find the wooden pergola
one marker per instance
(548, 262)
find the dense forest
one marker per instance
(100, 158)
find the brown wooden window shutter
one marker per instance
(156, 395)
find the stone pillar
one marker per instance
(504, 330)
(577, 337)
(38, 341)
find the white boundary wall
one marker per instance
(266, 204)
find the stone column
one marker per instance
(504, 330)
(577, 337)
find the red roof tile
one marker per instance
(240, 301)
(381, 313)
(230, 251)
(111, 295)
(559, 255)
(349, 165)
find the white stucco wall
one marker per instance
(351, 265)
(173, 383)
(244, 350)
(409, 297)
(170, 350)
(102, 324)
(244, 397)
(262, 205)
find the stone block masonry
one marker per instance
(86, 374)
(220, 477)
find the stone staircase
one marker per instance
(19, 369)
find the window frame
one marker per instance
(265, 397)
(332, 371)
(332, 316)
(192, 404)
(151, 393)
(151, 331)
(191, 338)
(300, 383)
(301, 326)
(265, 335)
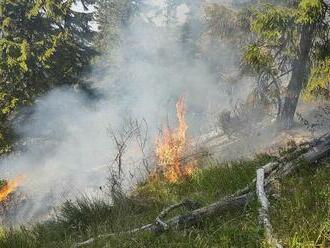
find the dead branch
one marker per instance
(319, 149)
(263, 211)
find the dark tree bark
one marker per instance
(299, 77)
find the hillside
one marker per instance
(299, 212)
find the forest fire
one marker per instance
(171, 146)
(9, 187)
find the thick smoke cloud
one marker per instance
(66, 145)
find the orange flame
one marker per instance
(9, 187)
(170, 148)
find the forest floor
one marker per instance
(299, 212)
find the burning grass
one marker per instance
(171, 147)
(7, 187)
(300, 218)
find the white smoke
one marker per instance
(68, 146)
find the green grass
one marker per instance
(300, 215)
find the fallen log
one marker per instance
(319, 149)
(263, 210)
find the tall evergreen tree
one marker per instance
(282, 41)
(43, 43)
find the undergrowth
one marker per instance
(299, 213)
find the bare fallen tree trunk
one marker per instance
(319, 149)
(263, 211)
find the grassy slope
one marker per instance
(300, 213)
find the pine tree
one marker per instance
(282, 41)
(43, 44)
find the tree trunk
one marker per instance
(299, 77)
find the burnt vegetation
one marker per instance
(182, 191)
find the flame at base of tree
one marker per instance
(170, 149)
(9, 186)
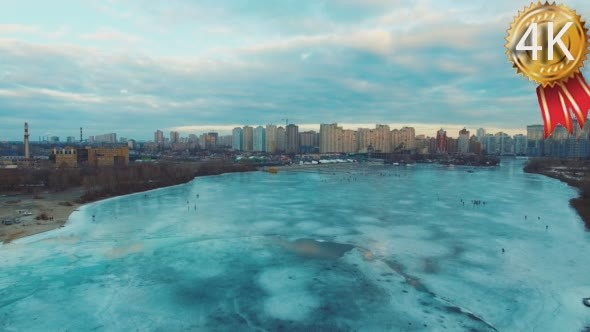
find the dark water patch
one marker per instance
(417, 284)
(310, 248)
(431, 265)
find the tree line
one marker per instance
(104, 182)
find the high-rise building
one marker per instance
(259, 144)
(247, 139)
(421, 144)
(408, 138)
(237, 134)
(174, 137)
(271, 139)
(330, 135)
(441, 141)
(463, 142)
(504, 143)
(475, 146)
(520, 144)
(490, 146)
(364, 138)
(281, 139)
(382, 139)
(308, 142)
(225, 141)
(348, 141)
(213, 139)
(535, 140)
(481, 134)
(159, 137)
(106, 138)
(26, 141)
(292, 132)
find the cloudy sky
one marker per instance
(132, 67)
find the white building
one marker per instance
(259, 144)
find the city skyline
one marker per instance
(148, 134)
(217, 64)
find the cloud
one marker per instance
(145, 65)
(11, 29)
(107, 34)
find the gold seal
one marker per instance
(547, 43)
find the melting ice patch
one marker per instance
(334, 250)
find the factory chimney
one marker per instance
(27, 151)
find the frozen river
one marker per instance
(365, 248)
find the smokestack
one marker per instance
(27, 151)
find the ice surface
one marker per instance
(369, 248)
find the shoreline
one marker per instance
(581, 203)
(56, 206)
(59, 206)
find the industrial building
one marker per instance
(88, 156)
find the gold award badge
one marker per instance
(548, 43)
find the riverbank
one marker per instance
(574, 173)
(39, 213)
(30, 213)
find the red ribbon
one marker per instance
(557, 101)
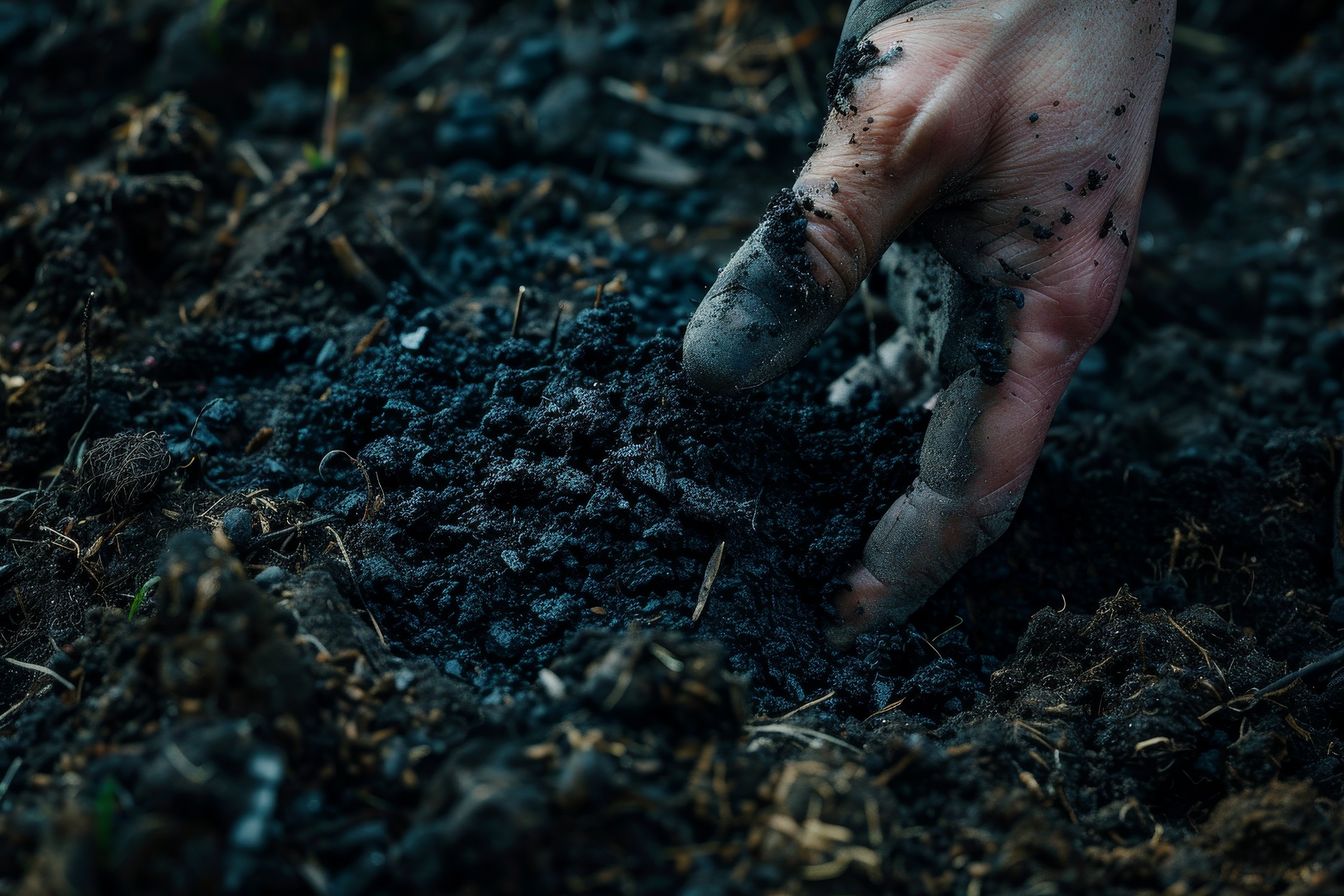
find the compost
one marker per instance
(364, 535)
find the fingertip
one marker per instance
(730, 342)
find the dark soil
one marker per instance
(413, 564)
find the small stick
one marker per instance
(74, 448)
(355, 579)
(42, 670)
(803, 734)
(88, 352)
(711, 573)
(409, 257)
(807, 705)
(337, 87)
(518, 311)
(249, 155)
(556, 328)
(1324, 662)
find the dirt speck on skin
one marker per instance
(784, 231)
(855, 60)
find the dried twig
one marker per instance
(676, 112)
(253, 159)
(1282, 684)
(807, 705)
(428, 58)
(354, 576)
(711, 571)
(42, 670)
(808, 735)
(337, 87)
(518, 311)
(409, 257)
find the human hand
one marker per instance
(1017, 136)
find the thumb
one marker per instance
(890, 142)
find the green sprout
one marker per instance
(104, 817)
(142, 596)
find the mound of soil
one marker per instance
(339, 564)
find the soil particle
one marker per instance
(1108, 225)
(784, 235)
(855, 60)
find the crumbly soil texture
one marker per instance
(363, 533)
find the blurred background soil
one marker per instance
(334, 563)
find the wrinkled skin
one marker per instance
(952, 148)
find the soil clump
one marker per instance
(358, 570)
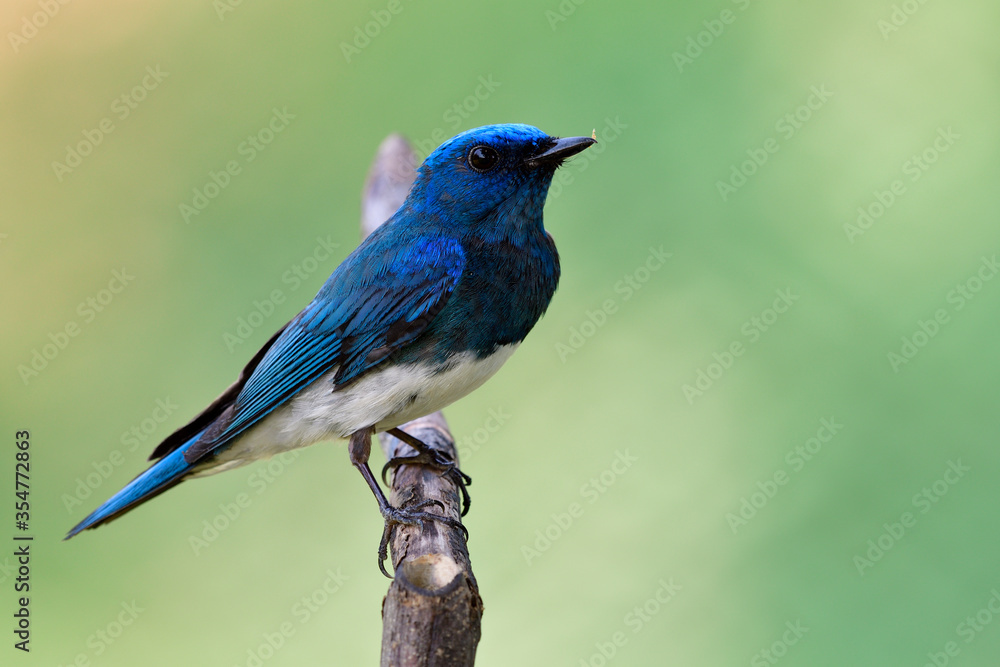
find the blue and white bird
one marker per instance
(423, 312)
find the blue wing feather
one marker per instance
(355, 322)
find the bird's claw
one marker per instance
(409, 515)
(436, 459)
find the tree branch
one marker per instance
(432, 613)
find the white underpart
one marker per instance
(386, 397)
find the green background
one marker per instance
(682, 127)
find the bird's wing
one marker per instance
(366, 310)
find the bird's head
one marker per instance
(492, 177)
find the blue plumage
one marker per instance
(422, 312)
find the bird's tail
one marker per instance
(162, 475)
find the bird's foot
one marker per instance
(409, 514)
(432, 458)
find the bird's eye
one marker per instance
(483, 158)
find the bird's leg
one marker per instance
(434, 458)
(360, 449)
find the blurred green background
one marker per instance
(707, 528)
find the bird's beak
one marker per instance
(559, 150)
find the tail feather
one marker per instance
(165, 473)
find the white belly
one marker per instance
(386, 398)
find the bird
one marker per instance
(425, 310)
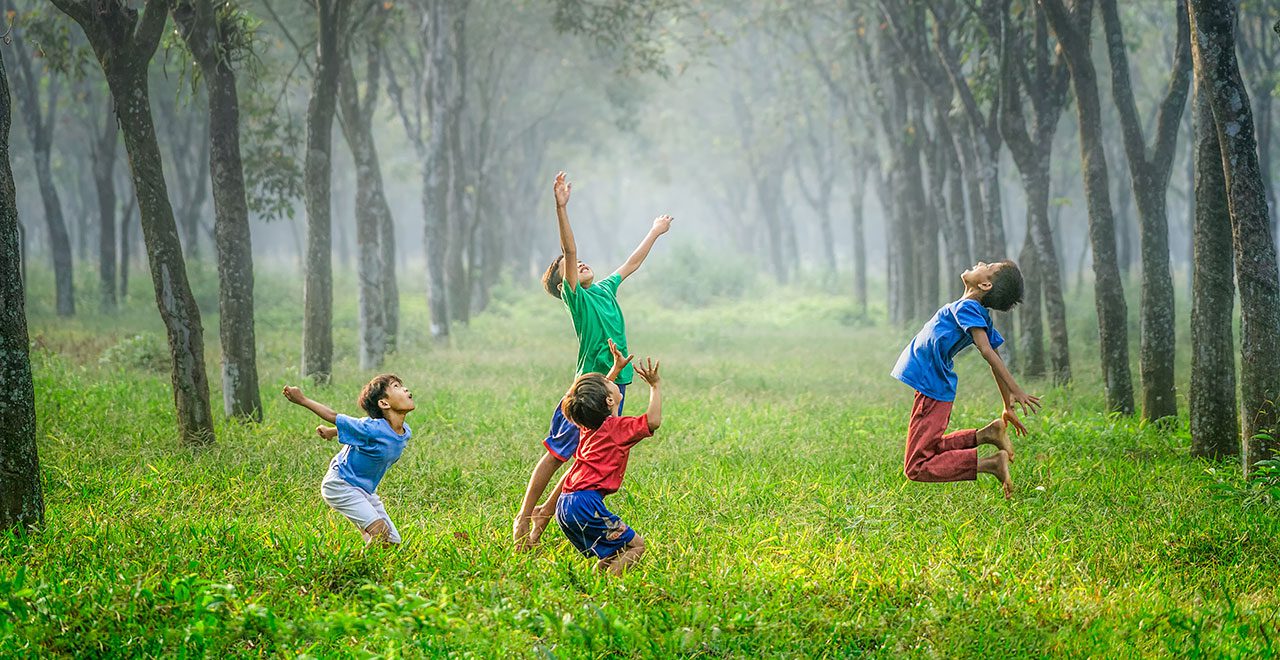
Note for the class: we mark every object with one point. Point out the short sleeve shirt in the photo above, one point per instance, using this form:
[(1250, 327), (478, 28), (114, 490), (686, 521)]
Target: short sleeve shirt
[(927, 363), (597, 319), (369, 448), (602, 454)]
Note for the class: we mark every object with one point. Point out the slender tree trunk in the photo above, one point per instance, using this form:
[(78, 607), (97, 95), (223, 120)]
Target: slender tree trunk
[(1215, 422), (213, 49), (1109, 290), (104, 177), (318, 285), (1256, 275), (22, 505)]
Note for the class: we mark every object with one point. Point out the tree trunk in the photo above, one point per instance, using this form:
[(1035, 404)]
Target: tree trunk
[(1215, 422), (1150, 174), (213, 47), (1256, 274), (22, 505), (124, 54), (1109, 290), (370, 210), (104, 177), (318, 284)]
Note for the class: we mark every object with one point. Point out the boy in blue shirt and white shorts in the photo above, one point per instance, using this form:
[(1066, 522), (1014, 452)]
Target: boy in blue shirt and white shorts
[(370, 447)]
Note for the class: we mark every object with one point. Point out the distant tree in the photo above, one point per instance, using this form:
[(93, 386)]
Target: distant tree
[(124, 42), (1214, 50), (1150, 168), (39, 92), (216, 37), (22, 503), (1072, 28)]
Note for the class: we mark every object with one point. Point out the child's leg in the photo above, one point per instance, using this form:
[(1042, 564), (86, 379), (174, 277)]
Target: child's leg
[(622, 559), (932, 455), (355, 505), (538, 481)]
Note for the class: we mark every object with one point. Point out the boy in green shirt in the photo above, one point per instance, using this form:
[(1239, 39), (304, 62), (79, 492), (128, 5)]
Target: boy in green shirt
[(597, 320)]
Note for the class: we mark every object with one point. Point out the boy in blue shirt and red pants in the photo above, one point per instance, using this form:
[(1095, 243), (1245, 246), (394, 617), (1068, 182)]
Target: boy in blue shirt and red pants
[(926, 365)]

# # #

§ Work instruction
Output the records exactly, pictures excluded.

§ Answer below
find the wooden pergola
one marker per instance
(548, 262)
find the dense forest
one marker per instance
(100, 158)
find the brown wooden window shutter
one marker per instance
(156, 395)
find the stone pillar
one marker per instance
(504, 330)
(577, 337)
(38, 341)
find the white boundary wall
one marker per instance
(266, 204)
find the stone column
one marker per instance
(504, 330)
(577, 337)
find the red roof tile
one marker per instance
(240, 301)
(381, 313)
(230, 251)
(111, 295)
(559, 255)
(349, 165)
find the white stucco wall
one marker per instance
(351, 265)
(173, 383)
(244, 350)
(409, 297)
(170, 350)
(102, 324)
(244, 397)
(262, 205)
find the stone block masonry
one marker per instance
(86, 374)
(220, 477)
find the stone staircase
one marker per instance
(19, 369)
find the window frame
one marker per instance
(265, 397)
(332, 371)
(332, 316)
(192, 404)
(151, 393)
(151, 331)
(191, 338)
(300, 383)
(301, 326)
(265, 335)
find the dead branch
one marker per instance
(319, 149)
(263, 211)
find the dark tree bark
one marker per instance
(299, 77)
find the hillside
one marker per instance
(299, 212)
find the forest fire
one marker per instance
(171, 146)
(9, 187)
find the thick smoke cloud
one marker per instance
(66, 145)
find the orange flame
one marker per instance
(9, 187)
(170, 148)
find the forest floor
one marker per instance
(299, 212)
find the burning grass
one marker per instance
(171, 147)
(7, 187)
(300, 218)
find the white smoke
one marker per instance
(68, 146)
find the green grass
one marker per instance
(300, 215)
find the fallen log
one marker per instance
(319, 149)
(263, 210)
find the tall evergreen tree
one marker per instance
(282, 41)
(43, 43)
find the undergrowth
one marker per instance
(299, 213)
find the bare fallen tree trunk
one marker per instance
(319, 149)
(263, 211)
find the grassy slope
one marker per instance
(300, 213)
find the pine tree
one marker per instance
(282, 41)
(43, 44)
find the tree trunk
one marker per instance
(299, 77)
find the burnt vegetation
one marker per instance
(182, 191)
find the flame at base of tree
one marker per instance
(170, 149)
(9, 186)
find the dark water patch
one marker per instance
(417, 284)
(310, 248)
(431, 265)
find the tree line
one marker per instance
(104, 182)
find the high-rise building
one marker per instance
(259, 144)
(247, 139)
(421, 144)
(408, 138)
(237, 134)
(174, 137)
(271, 139)
(330, 135)
(441, 141)
(463, 142)
(504, 143)
(475, 146)
(520, 144)
(490, 146)
(364, 138)
(281, 139)
(382, 139)
(308, 142)
(225, 141)
(348, 141)
(213, 139)
(535, 140)
(481, 134)
(159, 137)
(106, 138)
(26, 141)
(292, 132)
find the cloudy sky
one marker per instance
(132, 67)
find the white building
one marker per instance
(259, 144)
find the city skyline
one marker per instance
(148, 134)
(217, 64)
find the cloud
one marker per instance
(145, 65)
(11, 29)
(107, 34)
find the gold seal
one marker per instance
(547, 43)
find the melting ice patch
one marker per instance
(334, 250)
find the factory chimney
one marker per instance
(27, 151)
find the frozen river
one marker per instance
(365, 248)
find the smokestack
one marker per instance
(27, 151)
find the ice surface
one marker per instance
(369, 248)
find the shoreline
one marker per instance
(581, 203)
(56, 206)
(59, 206)
find the industrial building
one marker per instance
(88, 156)
find the gold award badge
one marker per instance
(548, 43)
find the riverbank
one marker per instance
(574, 173)
(39, 213)
(30, 213)
find the red ribbon
one marker per instance
(557, 101)
find the compost
one marker per instance
(364, 535)
find the fingertip
one marker per instance
(730, 342)
find the dark soil
one marker per instance
(413, 564)
find the small stick
one marker per instance
(74, 448)
(355, 579)
(42, 670)
(803, 734)
(88, 352)
(711, 573)
(409, 257)
(807, 705)
(337, 87)
(518, 311)
(249, 155)
(556, 328)
(1324, 662)
find the dirt speck on skin
one marker per instance
(784, 231)
(855, 60)
find the dried twig
one marker per instance
(676, 112)
(253, 159)
(1282, 684)
(807, 705)
(428, 58)
(354, 576)
(711, 571)
(42, 670)
(808, 735)
(337, 87)
(518, 311)
(409, 257)
find the human hand
one marker per instance
(1017, 136)
find the thumb
one marker per instance
(890, 142)
find the green sprout
one marker per instance
(104, 817)
(142, 596)
find the mound of soil
one marker per instance
(339, 564)
find the soil particle
one marker per instance
(1108, 225)
(784, 235)
(855, 60)
find the crumbly soil texture
one marker per instance
(363, 533)
find the blurred background soil
one marker per instance
(334, 563)
find the wrinkled skin
one marker per instance
(952, 148)
find the soil clump
one marker per instance
(358, 570)
find the blue and white bird
one marker per instance
(423, 312)
find the blue wing feather
one marker per instance
(355, 322)
find the bird's claw
one marker per instance
(409, 515)
(436, 459)
find the tree branch
one marker per instance
(432, 613)
find the white underpart
one marker per instance
(386, 397)
find the green background
one marker per instance
(682, 127)
find the bird's wing
one marker per instance
(366, 310)
find the bird's head
one marker per instance
(492, 177)
find the blue plumage
one marker per instance
(422, 312)
find the bird's tail
one marker per instance
(162, 475)
find the bird's foot
one marker per instance
(409, 514)
(432, 458)
find the bird's eye
one marker per instance
(483, 158)
find the bird's leg
one marker per instance
(434, 458)
(360, 449)
find the blurred green background
one marker per instance
(707, 528)
find the bird's beak
one marker per instance
(559, 150)
find the tail feather
one marker per instance
(165, 473)
find the white belly
one marker per instance
(386, 398)
find the bird
one marker per instance
(425, 310)
Note for the class: we mark every object with one point. Point out the short sleeve shirt in the photo above, one point per instance, using this form:
[(1250, 327), (478, 28), (114, 490), (686, 521)]
Target: short sleeve shirt
[(927, 363), (597, 319), (369, 448), (602, 454)]
Note for the class: we mark every object with one point. Point out the slender tree trunk in the photo above, one point per instance, using this form:
[(78, 607), (97, 95), (223, 120)]
Target: slender tree trunk
[(1215, 422), (213, 49), (1109, 290), (104, 177), (318, 285), (1256, 275), (22, 505)]
Note for the class: we mark every object with one point. Point out the tree trunk in the photo above, one point per instance, using this form:
[(1035, 404)]
Target: tree trunk
[(1215, 422), (1150, 174), (213, 47), (1256, 274), (22, 505), (124, 54), (1109, 290), (370, 210), (104, 177), (318, 284)]
Note for the class: we mark every object with one point. Point out the boy in blue shirt and white shorts in the photo above, one point per instance, using this form:
[(1066, 522), (1014, 452)]
Target: boy in blue shirt and white shorts
[(370, 447)]
Note for the class: we mark every object with one point. Point out the distant tree in the photo above, one point per instance, using this form:
[(93, 386)]
Target: distant tree
[(124, 42), (1214, 50), (1150, 168), (39, 92), (216, 37), (22, 503), (1072, 28)]
Note for the class: we mark every object with one point. Point out the child's leg in the photo above, one point per instance, using this form:
[(1042, 564), (86, 379), (174, 277)]
Target: child's leg
[(622, 559), (932, 455), (355, 505), (538, 481)]
Note for the class: we mark every object with one point. Point out the boy in green shirt in the photo above, one point per instance, using this form:
[(1239, 39), (304, 62), (79, 492), (128, 5)]
Target: boy in green shirt
[(597, 320)]
Note for the class: we mark every object with one point. Point out the boy in blue shirt and red pants in the photo above, one point per instance, using this form:
[(1095, 243), (1245, 246), (394, 617), (1068, 182)]
Target: boy in blue shirt and red pants
[(926, 365)]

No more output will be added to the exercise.